Materials provided:
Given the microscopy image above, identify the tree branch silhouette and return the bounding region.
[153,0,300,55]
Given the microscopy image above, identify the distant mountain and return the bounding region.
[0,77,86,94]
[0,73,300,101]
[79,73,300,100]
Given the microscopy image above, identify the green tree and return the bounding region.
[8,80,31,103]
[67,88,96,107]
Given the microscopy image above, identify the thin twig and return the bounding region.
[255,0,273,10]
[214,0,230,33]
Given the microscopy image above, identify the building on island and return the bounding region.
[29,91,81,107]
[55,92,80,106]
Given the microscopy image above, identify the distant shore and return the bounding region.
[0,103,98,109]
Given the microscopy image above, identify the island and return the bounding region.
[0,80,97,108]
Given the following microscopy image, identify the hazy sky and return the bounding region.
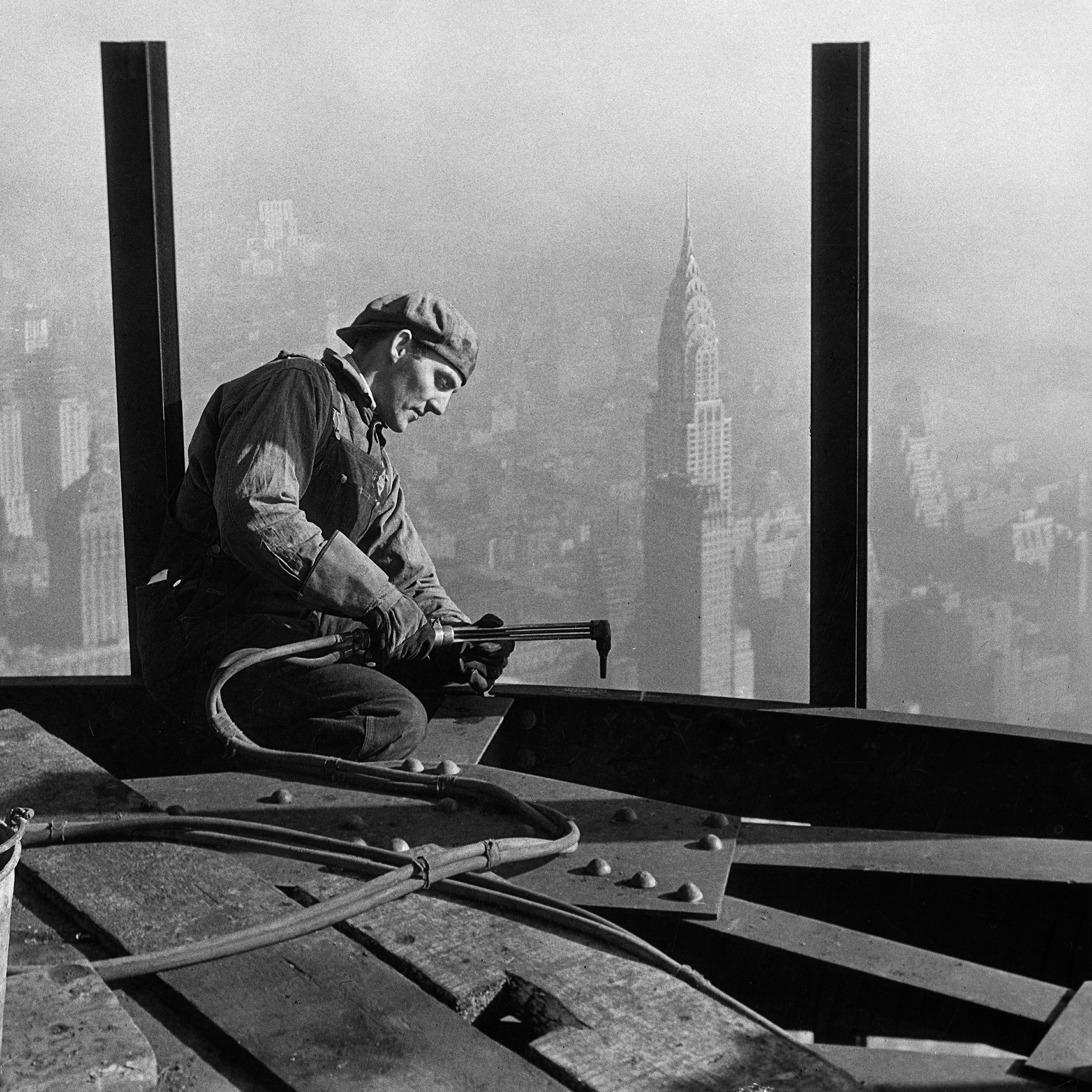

What you have to do:
Find every line in the listing that contains the word "tree" and copy each of those lines in full. Matches must have the same capitalization.

Task result:
Given the microscopy image above, identify the tree branch silhouette and return the bounding region.
Given the microscopy image above, identify the green tree and return the bounding region.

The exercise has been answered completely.